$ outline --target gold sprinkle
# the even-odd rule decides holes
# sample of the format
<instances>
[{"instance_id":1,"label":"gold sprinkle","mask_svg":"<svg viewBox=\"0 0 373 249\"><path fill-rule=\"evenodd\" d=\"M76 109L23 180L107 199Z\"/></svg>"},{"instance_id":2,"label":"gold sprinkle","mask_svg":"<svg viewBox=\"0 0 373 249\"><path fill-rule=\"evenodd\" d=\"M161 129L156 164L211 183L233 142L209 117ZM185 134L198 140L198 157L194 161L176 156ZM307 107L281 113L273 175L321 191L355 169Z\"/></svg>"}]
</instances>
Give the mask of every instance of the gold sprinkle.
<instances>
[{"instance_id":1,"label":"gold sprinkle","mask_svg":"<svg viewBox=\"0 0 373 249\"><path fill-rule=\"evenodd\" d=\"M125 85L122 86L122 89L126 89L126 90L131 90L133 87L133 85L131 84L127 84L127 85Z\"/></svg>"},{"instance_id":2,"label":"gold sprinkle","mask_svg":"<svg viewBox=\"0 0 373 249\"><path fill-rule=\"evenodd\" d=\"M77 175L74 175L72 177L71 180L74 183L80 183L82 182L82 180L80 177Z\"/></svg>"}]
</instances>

----

* _Given request_
Rewrite the entries above with "holes" changed to "cutouts" and nothing else touched.

* _Full response_
$ outline --target gold sprinkle
# the even-odd rule decides cutouts
# sample of the format
<instances>
[{"instance_id":1,"label":"gold sprinkle","mask_svg":"<svg viewBox=\"0 0 373 249\"><path fill-rule=\"evenodd\" d=\"M76 109L23 180L107 199Z\"/></svg>"},{"instance_id":2,"label":"gold sprinkle","mask_svg":"<svg viewBox=\"0 0 373 249\"><path fill-rule=\"evenodd\" d=\"M161 129L156 164L211 183L233 142L209 117ZM185 134L198 140L198 157L194 161L176 156ZM307 107L281 113L273 175L321 191L355 169Z\"/></svg>"}]
</instances>
Give the mask of every instance of the gold sprinkle.
<instances>
[{"instance_id":1,"label":"gold sprinkle","mask_svg":"<svg viewBox=\"0 0 373 249\"><path fill-rule=\"evenodd\" d=\"M125 85L122 86L122 89L126 89L126 90L131 90L133 87L133 85L131 84L127 84L127 85Z\"/></svg>"},{"instance_id":2,"label":"gold sprinkle","mask_svg":"<svg viewBox=\"0 0 373 249\"><path fill-rule=\"evenodd\" d=\"M77 175L74 175L72 177L71 180L74 183L80 183L82 182L82 180L80 177Z\"/></svg>"}]
</instances>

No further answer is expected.